**QUOTED TEXT:**

Wait a minute. I'm taking this four steps further for the benefit of all of humanity. Here we go.

One, we need to convert over to 24-hour time. No more of this ridiculous AM/PM confusing crap that makes calculating times confusing. What time is it? It's 9. AM or PM? None of that. It's 9. What time is it 8 hours after 9? It's 9+8= 17. It's 17. Not 5p. What the hell. Why did anyone even ever agree to this AM/PM garbage?

Two, we need to end time zones. They are ridiculous. What's the point?? We could all work on GMT. Imagine, the entire world on one date. A whole worldwide party to celebrate the new year at the same time. International flight scheduling would be soooo intuitive. Your flight time is the arrival time minus the departure time without having to pull out a timezone map and consider daylights-savings to calculate it. What time is it on the International Space Station? The exact same time it is for the rest of humanity. Oh, but then half the world will be awake at night. Nope! They would just adjust their working/wake hours. Instead of the Eastern USA being open from 0900-1700, they would be open from 0400-1300. BTW, calculating that time difference was easy since it was on 24-hour time.

**Excerpts from location labeling data:**
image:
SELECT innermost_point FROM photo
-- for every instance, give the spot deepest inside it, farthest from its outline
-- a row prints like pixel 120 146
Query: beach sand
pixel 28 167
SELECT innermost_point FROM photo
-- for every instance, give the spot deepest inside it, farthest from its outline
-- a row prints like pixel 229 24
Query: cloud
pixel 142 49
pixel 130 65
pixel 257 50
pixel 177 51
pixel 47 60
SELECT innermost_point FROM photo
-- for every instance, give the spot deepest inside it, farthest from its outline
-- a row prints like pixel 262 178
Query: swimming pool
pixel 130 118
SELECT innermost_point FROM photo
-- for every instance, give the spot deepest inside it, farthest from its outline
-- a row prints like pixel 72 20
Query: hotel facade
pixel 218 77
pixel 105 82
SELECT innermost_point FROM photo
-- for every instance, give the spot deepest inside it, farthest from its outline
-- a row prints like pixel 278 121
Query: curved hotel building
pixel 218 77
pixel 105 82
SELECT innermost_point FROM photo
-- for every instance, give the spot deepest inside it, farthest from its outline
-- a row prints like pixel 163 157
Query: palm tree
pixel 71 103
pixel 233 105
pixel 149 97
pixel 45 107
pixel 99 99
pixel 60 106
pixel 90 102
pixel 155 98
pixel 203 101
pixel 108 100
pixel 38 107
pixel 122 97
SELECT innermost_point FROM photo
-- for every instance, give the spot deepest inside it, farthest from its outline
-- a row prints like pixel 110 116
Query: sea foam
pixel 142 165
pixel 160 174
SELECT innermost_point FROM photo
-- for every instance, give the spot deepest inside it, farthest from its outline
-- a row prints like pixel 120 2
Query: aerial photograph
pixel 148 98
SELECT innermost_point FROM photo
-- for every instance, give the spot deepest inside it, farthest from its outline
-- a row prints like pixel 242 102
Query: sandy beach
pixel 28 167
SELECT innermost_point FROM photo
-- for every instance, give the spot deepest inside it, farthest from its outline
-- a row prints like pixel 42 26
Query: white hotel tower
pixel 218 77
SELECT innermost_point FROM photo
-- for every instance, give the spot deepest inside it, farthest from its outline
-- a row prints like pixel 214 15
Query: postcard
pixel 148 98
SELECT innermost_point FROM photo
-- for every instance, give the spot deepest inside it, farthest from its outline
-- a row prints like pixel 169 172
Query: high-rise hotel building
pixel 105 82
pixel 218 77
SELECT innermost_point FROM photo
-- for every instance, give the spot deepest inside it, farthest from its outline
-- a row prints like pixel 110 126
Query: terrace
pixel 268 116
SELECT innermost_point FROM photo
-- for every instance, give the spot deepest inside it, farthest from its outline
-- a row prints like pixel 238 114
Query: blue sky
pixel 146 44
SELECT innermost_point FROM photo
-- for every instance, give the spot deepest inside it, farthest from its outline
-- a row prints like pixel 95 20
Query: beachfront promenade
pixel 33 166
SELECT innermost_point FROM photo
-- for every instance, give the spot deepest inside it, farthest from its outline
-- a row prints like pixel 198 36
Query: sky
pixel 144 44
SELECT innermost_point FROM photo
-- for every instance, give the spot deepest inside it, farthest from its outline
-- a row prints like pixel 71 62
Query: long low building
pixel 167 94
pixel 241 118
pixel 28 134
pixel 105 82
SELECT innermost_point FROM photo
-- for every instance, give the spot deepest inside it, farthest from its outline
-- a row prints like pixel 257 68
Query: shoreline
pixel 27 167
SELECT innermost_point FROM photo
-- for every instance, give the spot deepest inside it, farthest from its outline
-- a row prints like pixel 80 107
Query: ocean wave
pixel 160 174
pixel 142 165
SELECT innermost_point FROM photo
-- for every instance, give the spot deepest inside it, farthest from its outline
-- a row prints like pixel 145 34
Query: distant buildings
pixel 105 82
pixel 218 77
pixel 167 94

**EXERCISE GOAL:**
Answer these questions about the timekeeping text:
(a) In 24-hour time, what time does it give for 8 hours after 9?
(b) Which time standard does it say the whole world could work on?
(c) Under its proposal, what hours would the Eastern USA be open instead of 0900-1700?
You don't need the records for this.

**EXERCISE OUTPUT:**
(a) 17
(b) GMT
(c) 0400-1300